+++ Material for this exercise
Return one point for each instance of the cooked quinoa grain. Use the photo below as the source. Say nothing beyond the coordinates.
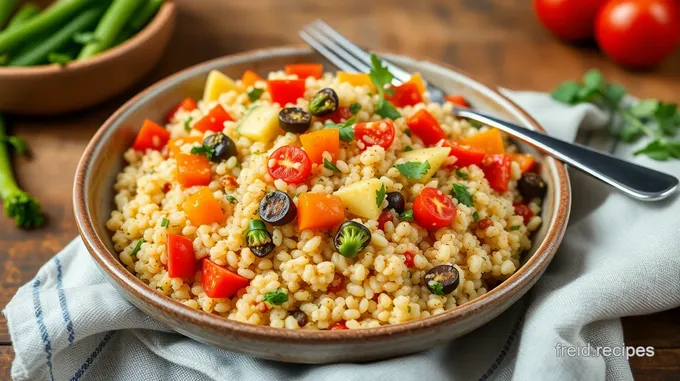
(305, 282)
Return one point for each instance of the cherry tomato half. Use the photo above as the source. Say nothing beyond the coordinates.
(571, 20)
(426, 127)
(290, 164)
(638, 33)
(379, 133)
(432, 209)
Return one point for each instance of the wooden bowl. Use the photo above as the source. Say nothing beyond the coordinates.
(53, 89)
(93, 202)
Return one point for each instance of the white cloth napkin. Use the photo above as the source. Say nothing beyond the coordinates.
(619, 258)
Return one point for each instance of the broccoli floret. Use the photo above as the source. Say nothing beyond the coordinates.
(19, 205)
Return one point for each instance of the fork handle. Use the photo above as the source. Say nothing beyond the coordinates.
(636, 181)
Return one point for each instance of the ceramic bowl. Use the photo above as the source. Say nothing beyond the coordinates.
(93, 202)
(53, 89)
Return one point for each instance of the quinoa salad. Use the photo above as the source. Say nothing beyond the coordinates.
(314, 200)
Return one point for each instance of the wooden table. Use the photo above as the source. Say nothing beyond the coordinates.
(497, 41)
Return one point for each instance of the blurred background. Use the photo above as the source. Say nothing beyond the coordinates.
(499, 42)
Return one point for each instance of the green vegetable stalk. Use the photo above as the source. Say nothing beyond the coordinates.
(35, 55)
(109, 27)
(19, 205)
(6, 7)
(25, 13)
(49, 19)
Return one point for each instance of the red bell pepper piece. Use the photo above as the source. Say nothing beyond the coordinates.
(213, 120)
(187, 104)
(219, 282)
(151, 136)
(181, 257)
(426, 127)
(497, 171)
(285, 91)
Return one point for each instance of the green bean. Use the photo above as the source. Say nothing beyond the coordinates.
(25, 13)
(50, 18)
(6, 7)
(60, 39)
(109, 27)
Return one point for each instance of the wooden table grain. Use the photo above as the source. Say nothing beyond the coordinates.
(497, 41)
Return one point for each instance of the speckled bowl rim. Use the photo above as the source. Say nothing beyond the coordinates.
(164, 14)
(109, 262)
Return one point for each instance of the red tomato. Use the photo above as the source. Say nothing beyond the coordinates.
(571, 20)
(408, 260)
(284, 91)
(340, 115)
(408, 94)
(639, 33)
(181, 257)
(290, 164)
(497, 171)
(339, 326)
(426, 127)
(457, 100)
(213, 120)
(305, 70)
(432, 209)
(523, 210)
(151, 136)
(466, 155)
(337, 284)
(385, 216)
(379, 133)
(219, 282)
(187, 104)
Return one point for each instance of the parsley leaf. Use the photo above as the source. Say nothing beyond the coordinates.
(327, 164)
(255, 94)
(346, 129)
(137, 248)
(407, 216)
(463, 175)
(436, 287)
(380, 195)
(276, 297)
(204, 150)
(413, 169)
(354, 108)
(462, 194)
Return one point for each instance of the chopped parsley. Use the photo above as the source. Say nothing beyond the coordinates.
(436, 287)
(346, 129)
(255, 94)
(137, 248)
(381, 77)
(407, 216)
(380, 195)
(462, 194)
(354, 108)
(461, 174)
(276, 297)
(328, 165)
(413, 169)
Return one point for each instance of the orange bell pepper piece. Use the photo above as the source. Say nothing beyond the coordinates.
(202, 208)
(317, 142)
(319, 211)
(193, 170)
(490, 141)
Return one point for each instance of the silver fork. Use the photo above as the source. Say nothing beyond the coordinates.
(634, 180)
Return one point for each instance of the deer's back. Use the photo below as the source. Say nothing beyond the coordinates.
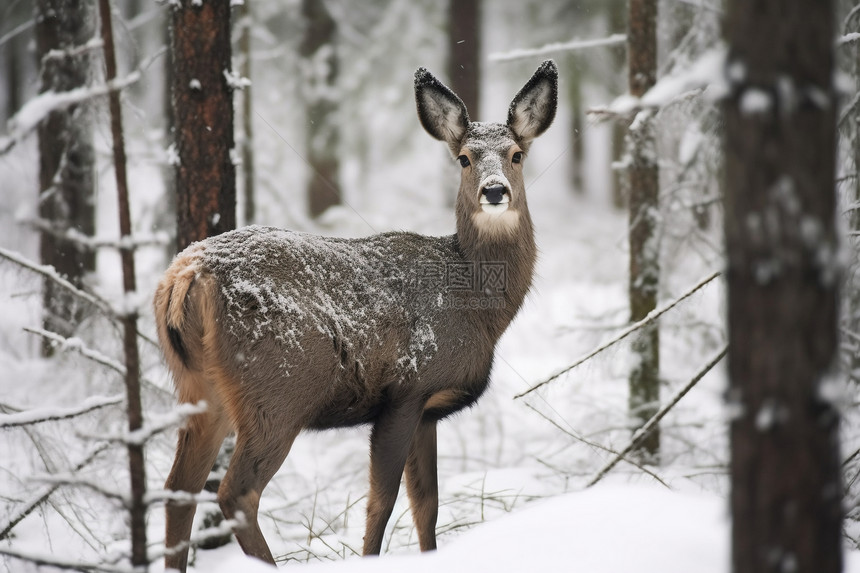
(341, 323)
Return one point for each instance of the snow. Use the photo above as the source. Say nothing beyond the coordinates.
(609, 528)
(573, 45)
(755, 101)
(511, 471)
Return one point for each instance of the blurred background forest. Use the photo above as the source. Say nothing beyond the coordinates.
(325, 139)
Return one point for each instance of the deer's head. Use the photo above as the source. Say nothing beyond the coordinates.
(491, 155)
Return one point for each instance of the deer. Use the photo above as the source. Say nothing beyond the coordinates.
(279, 331)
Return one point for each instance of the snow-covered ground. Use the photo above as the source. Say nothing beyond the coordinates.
(512, 472)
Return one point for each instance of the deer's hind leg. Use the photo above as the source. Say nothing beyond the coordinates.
(389, 447)
(422, 484)
(196, 450)
(261, 448)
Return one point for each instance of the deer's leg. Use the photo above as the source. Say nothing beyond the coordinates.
(259, 453)
(389, 447)
(196, 450)
(422, 485)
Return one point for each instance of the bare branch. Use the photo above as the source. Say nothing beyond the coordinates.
(573, 45)
(642, 432)
(51, 561)
(83, 241)
(42, 496)
(586, 441)
(38, 108)
(51, 273)
(38, 415)
(77, 345)
(652, 316)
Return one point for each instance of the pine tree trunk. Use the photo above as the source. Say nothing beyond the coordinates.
(66, 200)
(782, 286)
(617, 25)
(577, 134)
(203, 114)
(323, 134)
(644, 210)
(250, 211)
(464, 53)
(137, 468)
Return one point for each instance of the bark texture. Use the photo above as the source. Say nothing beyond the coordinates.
(65, 158)
(782, 286)
(203, 115)
(134, 411)
(644, 209)
(319, 52)
(464, 53)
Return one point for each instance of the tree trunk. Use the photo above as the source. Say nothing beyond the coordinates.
(464, 53)
(323, 133)
(137, 468)
(617, 25)
(782, 286)
(250, 211)
(643, 229)
(577, 115)
(203, 115)
(66, 201)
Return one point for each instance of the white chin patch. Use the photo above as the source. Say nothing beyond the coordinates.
(496, 209)
(502, 220)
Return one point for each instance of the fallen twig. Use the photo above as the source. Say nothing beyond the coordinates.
(642, 432)
(652, 316)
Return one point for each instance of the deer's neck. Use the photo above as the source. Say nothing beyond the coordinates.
(504, 258)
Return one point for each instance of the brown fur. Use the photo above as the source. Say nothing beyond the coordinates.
(279, 332)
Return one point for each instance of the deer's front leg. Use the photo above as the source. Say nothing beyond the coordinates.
(389, 447)
(422, 483)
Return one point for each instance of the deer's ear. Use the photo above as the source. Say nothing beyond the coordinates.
(533, 108)
(441, 112)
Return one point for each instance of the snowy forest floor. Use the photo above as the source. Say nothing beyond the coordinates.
(529, 457)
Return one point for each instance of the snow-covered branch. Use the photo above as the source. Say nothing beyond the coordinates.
(573, 45)
(50, 414)
(161, 423)
(47, 560)
(179, 497)
(83, 241)
(51, 273)
(642, 432)
(226, 527)
(77, 345)
(598, 446)
(42, 496)
(706, 75)
(652, 316)
(849, 38)
(69, 479)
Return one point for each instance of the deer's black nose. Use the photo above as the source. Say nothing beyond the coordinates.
(494, 193)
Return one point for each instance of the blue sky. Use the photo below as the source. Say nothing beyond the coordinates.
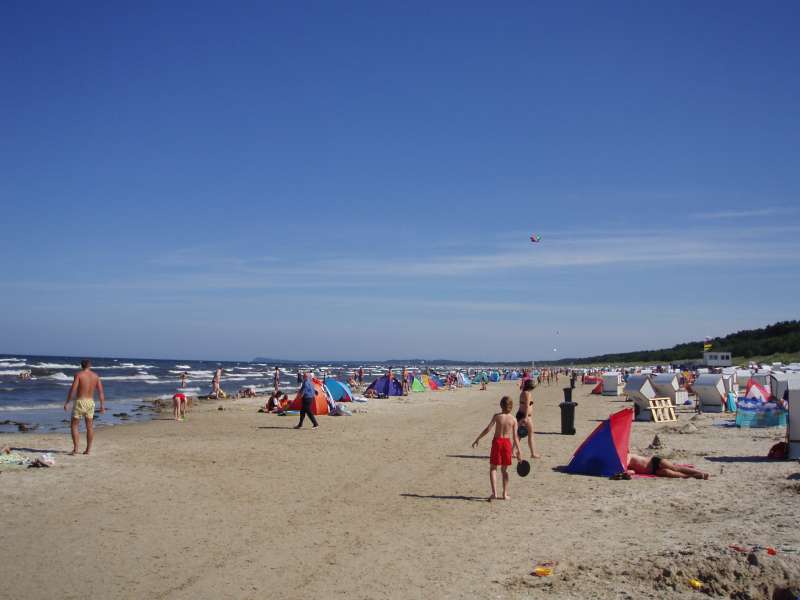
++++++
§ Task: Identify each line in the records that contains the word "branch", and copy every such line in full.

§ Exercise answer:
Return one point for each instance of the bare branch. Use the photo above as the source. Say nothing beyond the coordinates.
Return one point for each instance of the snow-covered branch. Use the photo above as the source. Say nothing beyond the coordinates.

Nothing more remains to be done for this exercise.